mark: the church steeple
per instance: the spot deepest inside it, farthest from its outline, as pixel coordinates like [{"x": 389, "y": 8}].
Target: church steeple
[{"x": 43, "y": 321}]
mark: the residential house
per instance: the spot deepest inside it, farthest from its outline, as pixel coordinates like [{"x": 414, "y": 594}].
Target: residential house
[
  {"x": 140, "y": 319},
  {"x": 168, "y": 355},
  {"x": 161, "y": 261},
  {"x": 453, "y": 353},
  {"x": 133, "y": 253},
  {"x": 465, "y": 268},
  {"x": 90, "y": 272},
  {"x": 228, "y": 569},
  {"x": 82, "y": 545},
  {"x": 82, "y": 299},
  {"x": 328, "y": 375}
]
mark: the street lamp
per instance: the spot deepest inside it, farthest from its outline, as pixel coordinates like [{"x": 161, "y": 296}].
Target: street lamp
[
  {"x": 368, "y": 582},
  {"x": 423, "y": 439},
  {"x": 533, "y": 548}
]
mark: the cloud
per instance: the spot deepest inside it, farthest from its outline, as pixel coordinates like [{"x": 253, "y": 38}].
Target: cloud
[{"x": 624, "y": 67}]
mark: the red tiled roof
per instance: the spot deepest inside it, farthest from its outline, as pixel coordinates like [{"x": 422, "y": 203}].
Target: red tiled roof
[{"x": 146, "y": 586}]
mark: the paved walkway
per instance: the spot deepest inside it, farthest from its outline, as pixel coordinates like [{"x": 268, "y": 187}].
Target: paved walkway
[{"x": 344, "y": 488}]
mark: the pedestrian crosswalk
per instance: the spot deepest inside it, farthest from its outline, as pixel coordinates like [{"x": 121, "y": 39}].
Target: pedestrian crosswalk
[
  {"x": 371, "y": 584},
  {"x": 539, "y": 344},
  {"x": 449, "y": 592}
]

* * * *

** DESCRIZIONE DEL COMPITO **
Riscrivi le righe dalla riga che contiene "mark: the street lamp" fino all'ultima riga compresa, sostituendo "pixel coordinates" con "pixel positions" e lasciando invariato tutto il resto.

** RISULTATO **
mark: the street lamp
per instance: the spot deepest inside it, farthest from its outline, as pixel positions like [{"x": 161, "y": 296}].
Target: street lamp
[
  {"x": 368, "y": 582},
  {"x": 423, "y": 439},
  {"x": 533, "y": 548}
]
mark: the cloud
per instance: the spot deepest inside it, farthest from its outline, as pixel positions like [{"x": 253, "y": 38}].
Target: cloud
[{"x": 624, "y": 67}]
mark: the red tiled roof
per instance: the spot deepest inside it, farthest from its outline, as pixel positions like [{"x": 422, "y": 203}].
Target: red tiled roof
[{"x": 146, "y": 586}]
mark: the paved walkway
per instance: the spot deepest inside it, farthest from its outline, as pixel positions like [{"x": 268, "y": 187}].
Target: paved walkway
[{"x": 344, "y": 488}]
mark: the pedestrian crosswalk
per instance: the spot deepest inside it, farthest from its outline, as pixel positions like [{"x": 121, "y": 39}].
Target: pedestrian crosswalk
[
  {"x": 371, "y": 584},
  {"x": 539, "y": 344},
  {"x": 449, "y": 592}
]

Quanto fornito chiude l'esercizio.